→ Job 1
Select every line in the entries that contains the string "utility". Matching is case-sensitive.

→ Text provided
○ ○ ○ ○ ○

A-Level Physics: Formula Derivations from Unit 5 Jan 22 Paper | A-Level 物理:2022年1月单元5试卷公式推导

📚 A-Level Physics: Formula Derivations from Unit 5 Jan 22 Paper | A-Level 物理:2022年1月单元5试卷公式推导

In the January 2022 A-Level Physics Unit 5 examination, candidates were challenged to derive and apply several fundamental equations from thermodynamics, nuclear physics and astrophysics. This article steps through those derivations with clarity, supporting students who wish to master the reasoning behind each relationship.

在2022年1月的A-Level物理单元5考试中,考生需要推导并应用热力学、核物理和天体物理中的多个基本方程。本文将通过清晰的步骤逐一拆解这些推导过程,帮助同学们彻底掌握每个关系式背后的逻辑。


1. Kinetic Theory Derivation of Ideal Gas Equation | 理想气体方程的分子动理论推导

Consider a cube of side L containing N identical particles, each of mass m. A single particle moves with velocity components (vₓ, v_y, v_z). Its x-component of momentum change when striking a wall is 2 m vₓ.

考虑一个边长为 L 的立方体,内有 N 个相同的粒子,每个质量为 m。一个粒子以速度分量 (vₓ, v_y, v_z) 运动。它撞击器壁时,动量的 x 分量变化为 2 m vₓ。

The time between successive collisions with the same wall is 2 L / vₓ, so the average force exerted by this particle on the wall is F = (2 m vₓ) / (2 L / vₓ) = m vₓ² / L.

同一壁面两次碰撞之间的时间为 2 L / vₓ,因此该粒子对器壁的平均作用力为 F = (2 m vₓ) / (2 L / vₓ) = m vₓ² / L。

Summing over all N particles and dividing by the wall area A = L² gives the pressure: P = (1 / L²) (m / L) Σ vₓ² = (m / V) Σ vₓ², where V = L³. Using the mean square speed ⟨v²⟩ = (vₓ² + v_y² + v_z²) and isotropy ⟨vₓ²⟩ = ⟨v_y²⟩ = ⟨v_z²⟩ = ⅓ ⟨v²⟩, we obtain P = (1/3) (N m / V) ⟨v²⟩.

对所有 N 个粒子求和,并除以壁面积 A = L² 得到压强:P = (1 / L²) (m / L) Σ vₓ² = (m / V) Σ vₓ²,其中 V = L³。利用均方速率 ⟨v²⟩ = (vₓ² + v_y² + v_z²) 以及各向同性 ⟨vₓ²⟩ = ⟨v_y²⟩ = ⟨v_z²⟩ = ⅓ ⟨v²⟩,可得 P = (1/3) (N m / V) ⟨v²⟩。

○ ○ ○ ○ ○

Dataset entries
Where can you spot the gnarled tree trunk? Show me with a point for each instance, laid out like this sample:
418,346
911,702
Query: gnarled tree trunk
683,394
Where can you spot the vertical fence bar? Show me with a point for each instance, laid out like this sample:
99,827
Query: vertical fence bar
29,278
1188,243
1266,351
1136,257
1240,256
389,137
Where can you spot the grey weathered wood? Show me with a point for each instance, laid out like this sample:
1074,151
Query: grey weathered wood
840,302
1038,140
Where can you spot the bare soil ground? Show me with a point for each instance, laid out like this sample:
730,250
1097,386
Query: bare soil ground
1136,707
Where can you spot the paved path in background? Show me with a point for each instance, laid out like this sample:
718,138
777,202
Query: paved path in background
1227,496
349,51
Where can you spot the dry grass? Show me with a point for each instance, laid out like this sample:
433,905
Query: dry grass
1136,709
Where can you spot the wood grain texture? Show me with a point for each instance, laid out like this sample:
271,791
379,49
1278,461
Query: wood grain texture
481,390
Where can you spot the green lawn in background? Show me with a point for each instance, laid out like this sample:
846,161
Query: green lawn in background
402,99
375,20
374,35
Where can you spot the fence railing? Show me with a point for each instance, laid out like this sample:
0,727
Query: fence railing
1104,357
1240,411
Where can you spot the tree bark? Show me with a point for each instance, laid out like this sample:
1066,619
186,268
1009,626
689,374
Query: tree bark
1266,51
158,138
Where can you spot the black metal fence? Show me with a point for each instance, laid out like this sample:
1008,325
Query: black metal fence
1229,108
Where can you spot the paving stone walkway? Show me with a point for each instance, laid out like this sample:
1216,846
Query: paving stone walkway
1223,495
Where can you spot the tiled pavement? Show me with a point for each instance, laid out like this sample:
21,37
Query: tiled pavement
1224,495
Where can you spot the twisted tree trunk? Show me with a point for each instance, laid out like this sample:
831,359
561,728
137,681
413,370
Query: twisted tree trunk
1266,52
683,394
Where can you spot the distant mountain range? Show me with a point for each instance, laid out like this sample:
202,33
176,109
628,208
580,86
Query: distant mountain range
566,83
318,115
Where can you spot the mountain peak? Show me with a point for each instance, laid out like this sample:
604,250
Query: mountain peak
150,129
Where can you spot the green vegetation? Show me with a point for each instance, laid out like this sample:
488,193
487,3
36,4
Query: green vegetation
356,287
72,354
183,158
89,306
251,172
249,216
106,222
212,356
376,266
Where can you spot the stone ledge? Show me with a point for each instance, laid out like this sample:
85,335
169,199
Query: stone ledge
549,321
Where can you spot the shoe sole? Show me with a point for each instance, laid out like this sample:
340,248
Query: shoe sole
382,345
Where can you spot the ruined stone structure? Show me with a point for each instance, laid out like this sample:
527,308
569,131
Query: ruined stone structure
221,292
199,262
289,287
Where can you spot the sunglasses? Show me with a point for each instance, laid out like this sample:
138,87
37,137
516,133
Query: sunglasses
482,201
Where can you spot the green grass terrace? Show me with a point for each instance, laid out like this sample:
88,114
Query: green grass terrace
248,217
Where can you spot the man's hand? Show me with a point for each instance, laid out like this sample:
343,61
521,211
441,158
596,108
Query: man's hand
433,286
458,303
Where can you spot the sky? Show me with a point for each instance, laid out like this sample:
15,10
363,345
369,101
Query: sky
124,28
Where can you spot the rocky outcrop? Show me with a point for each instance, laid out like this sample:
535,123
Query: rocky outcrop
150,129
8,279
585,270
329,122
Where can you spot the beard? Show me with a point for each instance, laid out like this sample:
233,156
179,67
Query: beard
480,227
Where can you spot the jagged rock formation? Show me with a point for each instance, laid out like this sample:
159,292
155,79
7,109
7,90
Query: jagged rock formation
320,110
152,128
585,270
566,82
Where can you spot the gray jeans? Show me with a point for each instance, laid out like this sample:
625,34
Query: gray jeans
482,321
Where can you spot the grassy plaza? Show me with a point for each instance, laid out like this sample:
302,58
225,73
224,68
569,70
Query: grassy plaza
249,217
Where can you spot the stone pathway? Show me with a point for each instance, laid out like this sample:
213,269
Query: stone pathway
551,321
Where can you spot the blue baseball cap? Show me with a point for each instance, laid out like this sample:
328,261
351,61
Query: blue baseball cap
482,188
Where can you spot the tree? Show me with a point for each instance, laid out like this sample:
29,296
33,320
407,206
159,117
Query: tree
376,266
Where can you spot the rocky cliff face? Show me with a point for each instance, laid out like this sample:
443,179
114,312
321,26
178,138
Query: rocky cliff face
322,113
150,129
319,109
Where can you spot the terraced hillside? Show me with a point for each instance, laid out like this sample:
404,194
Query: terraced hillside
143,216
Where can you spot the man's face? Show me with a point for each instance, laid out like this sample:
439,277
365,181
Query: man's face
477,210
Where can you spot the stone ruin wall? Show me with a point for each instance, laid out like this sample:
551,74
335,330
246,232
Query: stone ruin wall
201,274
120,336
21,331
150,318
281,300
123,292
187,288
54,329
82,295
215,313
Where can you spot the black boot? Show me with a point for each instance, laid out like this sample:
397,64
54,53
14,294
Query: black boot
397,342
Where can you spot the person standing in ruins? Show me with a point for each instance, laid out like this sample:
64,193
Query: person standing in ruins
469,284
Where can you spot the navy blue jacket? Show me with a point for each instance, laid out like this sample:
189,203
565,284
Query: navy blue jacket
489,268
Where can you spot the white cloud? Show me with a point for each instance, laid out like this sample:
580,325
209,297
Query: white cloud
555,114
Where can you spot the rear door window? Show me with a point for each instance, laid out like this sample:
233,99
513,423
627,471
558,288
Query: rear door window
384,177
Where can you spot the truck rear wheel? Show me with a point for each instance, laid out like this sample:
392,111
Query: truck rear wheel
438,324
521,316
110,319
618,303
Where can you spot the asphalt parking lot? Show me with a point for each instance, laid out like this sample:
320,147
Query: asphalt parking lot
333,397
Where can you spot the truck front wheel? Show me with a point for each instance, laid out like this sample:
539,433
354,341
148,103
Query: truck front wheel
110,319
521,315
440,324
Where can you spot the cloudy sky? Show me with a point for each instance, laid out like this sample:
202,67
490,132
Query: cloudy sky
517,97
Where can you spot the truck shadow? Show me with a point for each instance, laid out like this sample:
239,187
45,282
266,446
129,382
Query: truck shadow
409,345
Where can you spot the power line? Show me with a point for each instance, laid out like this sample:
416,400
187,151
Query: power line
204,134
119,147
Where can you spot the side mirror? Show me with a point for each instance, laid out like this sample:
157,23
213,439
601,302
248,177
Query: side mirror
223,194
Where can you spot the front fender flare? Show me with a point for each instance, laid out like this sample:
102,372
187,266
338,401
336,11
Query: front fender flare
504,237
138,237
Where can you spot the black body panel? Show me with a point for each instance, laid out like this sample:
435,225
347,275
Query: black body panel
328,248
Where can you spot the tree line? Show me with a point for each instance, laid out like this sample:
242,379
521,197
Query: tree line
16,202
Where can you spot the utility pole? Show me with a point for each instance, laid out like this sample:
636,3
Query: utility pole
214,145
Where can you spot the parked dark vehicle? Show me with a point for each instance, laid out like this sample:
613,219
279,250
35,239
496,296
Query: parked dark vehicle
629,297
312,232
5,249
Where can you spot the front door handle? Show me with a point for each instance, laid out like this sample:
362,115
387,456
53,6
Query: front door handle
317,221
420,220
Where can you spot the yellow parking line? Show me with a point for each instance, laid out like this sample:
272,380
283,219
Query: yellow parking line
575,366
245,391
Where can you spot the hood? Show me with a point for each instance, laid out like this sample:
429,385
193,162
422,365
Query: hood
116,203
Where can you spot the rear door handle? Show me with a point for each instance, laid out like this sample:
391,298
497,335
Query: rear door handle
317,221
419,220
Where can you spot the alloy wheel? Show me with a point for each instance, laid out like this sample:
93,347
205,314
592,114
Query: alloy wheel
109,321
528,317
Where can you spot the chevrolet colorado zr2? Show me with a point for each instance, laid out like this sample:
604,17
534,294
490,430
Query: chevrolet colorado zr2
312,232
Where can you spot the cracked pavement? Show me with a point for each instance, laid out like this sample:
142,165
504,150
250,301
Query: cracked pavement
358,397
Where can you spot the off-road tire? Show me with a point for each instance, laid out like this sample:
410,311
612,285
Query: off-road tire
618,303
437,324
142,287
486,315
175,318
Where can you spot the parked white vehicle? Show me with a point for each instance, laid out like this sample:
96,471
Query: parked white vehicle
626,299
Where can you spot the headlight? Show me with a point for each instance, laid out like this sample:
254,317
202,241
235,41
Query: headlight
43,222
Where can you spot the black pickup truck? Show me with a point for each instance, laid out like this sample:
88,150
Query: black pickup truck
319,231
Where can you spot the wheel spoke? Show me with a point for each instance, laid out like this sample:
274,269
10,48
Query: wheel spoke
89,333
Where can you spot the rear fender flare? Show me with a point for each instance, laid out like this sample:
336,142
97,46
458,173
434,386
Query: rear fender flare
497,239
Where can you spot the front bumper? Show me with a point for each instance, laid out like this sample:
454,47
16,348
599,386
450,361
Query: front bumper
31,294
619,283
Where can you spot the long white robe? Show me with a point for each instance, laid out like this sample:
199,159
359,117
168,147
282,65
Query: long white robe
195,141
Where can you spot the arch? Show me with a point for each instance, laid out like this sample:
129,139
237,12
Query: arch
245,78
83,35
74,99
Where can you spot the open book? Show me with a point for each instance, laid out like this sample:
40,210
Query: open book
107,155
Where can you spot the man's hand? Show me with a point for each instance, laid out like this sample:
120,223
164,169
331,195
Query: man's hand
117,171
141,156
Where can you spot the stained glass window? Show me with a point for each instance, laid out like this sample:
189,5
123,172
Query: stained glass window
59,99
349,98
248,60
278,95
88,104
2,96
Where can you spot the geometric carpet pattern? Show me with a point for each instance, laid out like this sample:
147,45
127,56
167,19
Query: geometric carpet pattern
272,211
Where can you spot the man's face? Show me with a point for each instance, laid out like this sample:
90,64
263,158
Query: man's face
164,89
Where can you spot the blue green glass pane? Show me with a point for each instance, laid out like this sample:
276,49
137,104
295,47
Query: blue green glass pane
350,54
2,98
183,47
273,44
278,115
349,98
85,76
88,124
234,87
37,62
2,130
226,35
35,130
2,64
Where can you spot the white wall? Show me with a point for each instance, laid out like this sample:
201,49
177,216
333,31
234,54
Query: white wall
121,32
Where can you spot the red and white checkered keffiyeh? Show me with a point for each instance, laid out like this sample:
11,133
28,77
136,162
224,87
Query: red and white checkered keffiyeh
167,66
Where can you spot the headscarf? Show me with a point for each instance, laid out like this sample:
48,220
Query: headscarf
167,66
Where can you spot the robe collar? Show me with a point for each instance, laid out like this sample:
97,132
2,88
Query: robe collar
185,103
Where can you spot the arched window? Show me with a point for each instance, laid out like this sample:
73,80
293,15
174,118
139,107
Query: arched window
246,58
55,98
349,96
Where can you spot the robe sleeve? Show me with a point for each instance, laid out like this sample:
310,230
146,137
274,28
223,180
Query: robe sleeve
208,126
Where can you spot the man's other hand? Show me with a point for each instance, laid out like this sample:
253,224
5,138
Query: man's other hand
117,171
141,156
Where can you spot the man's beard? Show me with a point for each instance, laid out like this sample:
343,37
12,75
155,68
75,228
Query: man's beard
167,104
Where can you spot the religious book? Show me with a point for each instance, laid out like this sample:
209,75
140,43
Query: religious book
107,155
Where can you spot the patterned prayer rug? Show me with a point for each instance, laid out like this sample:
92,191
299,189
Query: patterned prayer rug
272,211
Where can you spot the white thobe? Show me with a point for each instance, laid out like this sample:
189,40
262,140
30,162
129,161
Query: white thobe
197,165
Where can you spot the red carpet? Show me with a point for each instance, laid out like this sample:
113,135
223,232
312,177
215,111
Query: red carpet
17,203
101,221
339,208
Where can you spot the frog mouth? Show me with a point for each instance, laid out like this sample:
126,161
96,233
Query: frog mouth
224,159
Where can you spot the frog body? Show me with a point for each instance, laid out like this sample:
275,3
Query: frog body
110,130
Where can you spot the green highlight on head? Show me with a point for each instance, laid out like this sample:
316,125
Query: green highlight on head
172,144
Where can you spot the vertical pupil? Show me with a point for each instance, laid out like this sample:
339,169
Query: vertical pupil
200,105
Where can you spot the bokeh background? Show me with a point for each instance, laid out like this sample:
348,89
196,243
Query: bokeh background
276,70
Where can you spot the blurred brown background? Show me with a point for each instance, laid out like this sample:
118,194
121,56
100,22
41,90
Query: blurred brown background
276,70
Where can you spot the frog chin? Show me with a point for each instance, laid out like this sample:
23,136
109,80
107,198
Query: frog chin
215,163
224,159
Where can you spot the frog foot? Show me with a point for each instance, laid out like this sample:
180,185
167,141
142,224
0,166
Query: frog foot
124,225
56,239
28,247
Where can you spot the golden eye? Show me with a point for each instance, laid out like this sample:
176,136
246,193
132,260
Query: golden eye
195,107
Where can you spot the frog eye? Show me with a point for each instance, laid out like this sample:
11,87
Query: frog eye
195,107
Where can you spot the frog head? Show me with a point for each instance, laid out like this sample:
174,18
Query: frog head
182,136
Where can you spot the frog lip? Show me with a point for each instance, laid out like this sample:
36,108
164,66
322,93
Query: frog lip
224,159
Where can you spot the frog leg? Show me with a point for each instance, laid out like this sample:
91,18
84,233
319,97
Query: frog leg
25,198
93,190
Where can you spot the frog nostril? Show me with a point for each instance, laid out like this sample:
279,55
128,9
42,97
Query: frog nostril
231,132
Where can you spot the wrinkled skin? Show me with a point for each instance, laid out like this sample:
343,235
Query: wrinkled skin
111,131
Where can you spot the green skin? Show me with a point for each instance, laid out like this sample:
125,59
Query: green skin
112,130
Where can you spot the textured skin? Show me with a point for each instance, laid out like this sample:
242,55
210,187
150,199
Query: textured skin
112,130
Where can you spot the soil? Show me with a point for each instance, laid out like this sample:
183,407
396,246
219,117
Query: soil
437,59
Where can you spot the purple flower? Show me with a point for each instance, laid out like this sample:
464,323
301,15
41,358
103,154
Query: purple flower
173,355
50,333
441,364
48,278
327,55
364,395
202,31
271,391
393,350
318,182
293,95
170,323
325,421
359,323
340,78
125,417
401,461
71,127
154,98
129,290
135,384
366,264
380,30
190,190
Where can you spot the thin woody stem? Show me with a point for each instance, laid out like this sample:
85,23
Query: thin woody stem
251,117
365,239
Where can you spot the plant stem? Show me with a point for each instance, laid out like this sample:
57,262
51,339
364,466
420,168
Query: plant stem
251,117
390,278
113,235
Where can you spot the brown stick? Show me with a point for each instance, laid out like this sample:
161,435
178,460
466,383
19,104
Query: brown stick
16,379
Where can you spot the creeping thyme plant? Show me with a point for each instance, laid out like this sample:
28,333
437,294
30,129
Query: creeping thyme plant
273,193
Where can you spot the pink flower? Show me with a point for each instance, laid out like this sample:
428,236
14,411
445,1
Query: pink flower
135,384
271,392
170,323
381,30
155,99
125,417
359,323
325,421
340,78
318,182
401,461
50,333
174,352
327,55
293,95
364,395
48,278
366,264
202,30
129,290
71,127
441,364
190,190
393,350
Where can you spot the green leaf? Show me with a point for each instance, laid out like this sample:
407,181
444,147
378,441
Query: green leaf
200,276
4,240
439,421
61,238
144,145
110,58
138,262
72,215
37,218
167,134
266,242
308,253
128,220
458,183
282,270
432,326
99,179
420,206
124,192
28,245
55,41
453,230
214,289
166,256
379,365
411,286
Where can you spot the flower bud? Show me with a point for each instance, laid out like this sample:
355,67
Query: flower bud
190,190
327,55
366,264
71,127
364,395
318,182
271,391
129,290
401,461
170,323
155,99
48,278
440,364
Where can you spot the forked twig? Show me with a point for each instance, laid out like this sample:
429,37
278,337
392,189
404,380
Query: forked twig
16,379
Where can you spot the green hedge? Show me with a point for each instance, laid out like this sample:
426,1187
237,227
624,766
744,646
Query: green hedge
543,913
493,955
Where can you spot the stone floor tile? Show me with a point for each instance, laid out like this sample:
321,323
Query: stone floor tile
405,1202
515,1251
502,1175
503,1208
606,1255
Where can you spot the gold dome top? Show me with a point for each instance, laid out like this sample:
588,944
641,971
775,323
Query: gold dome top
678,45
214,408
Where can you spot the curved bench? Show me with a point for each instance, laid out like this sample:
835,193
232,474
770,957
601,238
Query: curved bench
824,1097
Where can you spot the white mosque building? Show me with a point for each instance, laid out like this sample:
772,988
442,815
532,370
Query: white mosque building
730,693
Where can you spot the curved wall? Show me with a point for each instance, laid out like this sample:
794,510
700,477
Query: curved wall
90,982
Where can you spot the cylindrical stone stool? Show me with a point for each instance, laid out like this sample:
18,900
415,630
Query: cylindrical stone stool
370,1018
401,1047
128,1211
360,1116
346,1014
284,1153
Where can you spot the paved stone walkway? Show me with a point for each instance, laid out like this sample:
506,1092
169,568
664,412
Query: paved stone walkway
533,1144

○ ○ ○ ○ ○

→ Job 2
Continue the article on the A-Level Physics formula derivations from its last sentence shown.

→ Answer 1
Where can you spot the utility pole? Show me with a point for each instance, laid out like this sample:
Query: utility pole

→ Answer 2
Introduce the average translational kinetic energy: ⟨Eₖ⟩ = ½ m ⟨v²⟩. The kinetic theory links this to absolute temperature via ⟨Eₖ⟩ = (3/2) k T, where k is the Boltzmann constant. Substituting gives P V = N k T, and with the mole concept N = n N_A, k N_A = R, we arrive at the ideal gas equation P V = n R T.

引入平均平动动能:⟨Eₖ⟩ = ½ m ⟨v²⟩。分子动理论将它与热力学温度联系起来,即 ⟨Eₖ⟩ = (3/2) k T,其中 k 为玻尔兹曼常数。代入得 P V = N k T,再利用摩尔概念 N = n N_A,k N_A = R,最终导出理想气体方程 P V = n R T。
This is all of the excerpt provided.